Exercise objective> Below are records; please set down exactly the lines from the first through the one containing "box: [338, 0, 960, 36]".

Data shown>
== Segment start ==

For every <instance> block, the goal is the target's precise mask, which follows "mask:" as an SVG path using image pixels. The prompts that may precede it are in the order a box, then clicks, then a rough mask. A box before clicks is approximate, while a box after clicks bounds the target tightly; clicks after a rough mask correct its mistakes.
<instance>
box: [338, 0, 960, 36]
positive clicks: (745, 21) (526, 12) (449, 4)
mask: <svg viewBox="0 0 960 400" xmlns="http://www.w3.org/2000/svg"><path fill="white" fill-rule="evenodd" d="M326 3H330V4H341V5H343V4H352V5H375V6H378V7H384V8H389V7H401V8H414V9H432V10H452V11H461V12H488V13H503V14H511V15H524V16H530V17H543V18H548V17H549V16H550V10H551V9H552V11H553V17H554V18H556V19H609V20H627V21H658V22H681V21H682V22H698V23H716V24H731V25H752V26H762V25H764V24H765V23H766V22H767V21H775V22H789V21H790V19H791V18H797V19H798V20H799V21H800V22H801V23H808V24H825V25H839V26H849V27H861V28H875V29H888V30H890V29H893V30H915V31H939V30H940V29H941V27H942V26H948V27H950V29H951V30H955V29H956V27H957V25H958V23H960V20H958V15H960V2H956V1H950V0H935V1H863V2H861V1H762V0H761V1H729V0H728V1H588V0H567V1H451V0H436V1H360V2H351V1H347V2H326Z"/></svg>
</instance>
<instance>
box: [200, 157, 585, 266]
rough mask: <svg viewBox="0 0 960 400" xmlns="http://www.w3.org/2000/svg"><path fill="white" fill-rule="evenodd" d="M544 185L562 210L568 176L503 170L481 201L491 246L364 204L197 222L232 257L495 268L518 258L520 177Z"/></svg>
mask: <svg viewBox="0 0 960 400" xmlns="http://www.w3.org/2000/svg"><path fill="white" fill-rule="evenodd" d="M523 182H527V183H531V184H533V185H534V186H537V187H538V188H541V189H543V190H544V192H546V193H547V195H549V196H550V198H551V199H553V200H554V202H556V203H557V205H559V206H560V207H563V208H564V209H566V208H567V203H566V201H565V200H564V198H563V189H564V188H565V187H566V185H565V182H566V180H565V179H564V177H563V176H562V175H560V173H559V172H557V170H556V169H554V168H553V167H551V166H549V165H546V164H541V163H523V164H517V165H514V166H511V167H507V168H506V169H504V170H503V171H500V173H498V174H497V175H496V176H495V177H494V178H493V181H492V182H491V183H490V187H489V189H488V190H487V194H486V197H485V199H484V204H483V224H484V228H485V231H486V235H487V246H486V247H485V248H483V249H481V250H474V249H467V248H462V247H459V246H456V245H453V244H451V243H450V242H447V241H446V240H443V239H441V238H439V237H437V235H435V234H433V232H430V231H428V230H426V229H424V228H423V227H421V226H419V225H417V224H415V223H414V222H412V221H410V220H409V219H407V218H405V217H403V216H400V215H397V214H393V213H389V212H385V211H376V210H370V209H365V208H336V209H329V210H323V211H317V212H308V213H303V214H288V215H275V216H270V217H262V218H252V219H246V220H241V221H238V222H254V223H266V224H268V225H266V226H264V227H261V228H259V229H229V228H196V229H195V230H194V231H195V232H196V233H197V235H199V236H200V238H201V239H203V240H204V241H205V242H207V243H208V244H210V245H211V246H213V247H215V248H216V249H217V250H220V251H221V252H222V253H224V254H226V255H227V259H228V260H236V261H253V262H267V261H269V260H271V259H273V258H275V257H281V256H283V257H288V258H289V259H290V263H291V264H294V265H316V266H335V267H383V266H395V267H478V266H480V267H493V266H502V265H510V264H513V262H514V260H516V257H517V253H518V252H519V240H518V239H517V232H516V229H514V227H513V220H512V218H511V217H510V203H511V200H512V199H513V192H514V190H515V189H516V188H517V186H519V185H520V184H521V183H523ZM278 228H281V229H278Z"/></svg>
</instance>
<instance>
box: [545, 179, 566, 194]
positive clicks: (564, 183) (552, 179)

== Segment end ==

Answer for the task>
For every <instance> block, the goal is the target's precise mask, which follows "mask:" as an SVG path using image pixels. The prompts that may precede it are in the order a box, then clicks, then a rough mask. A box before clicks is approximate, while a box after clicks bounds the target tightly; clicks after a rough mask correct its mistakes.
<instance>
box: [338, 0, 960, 36]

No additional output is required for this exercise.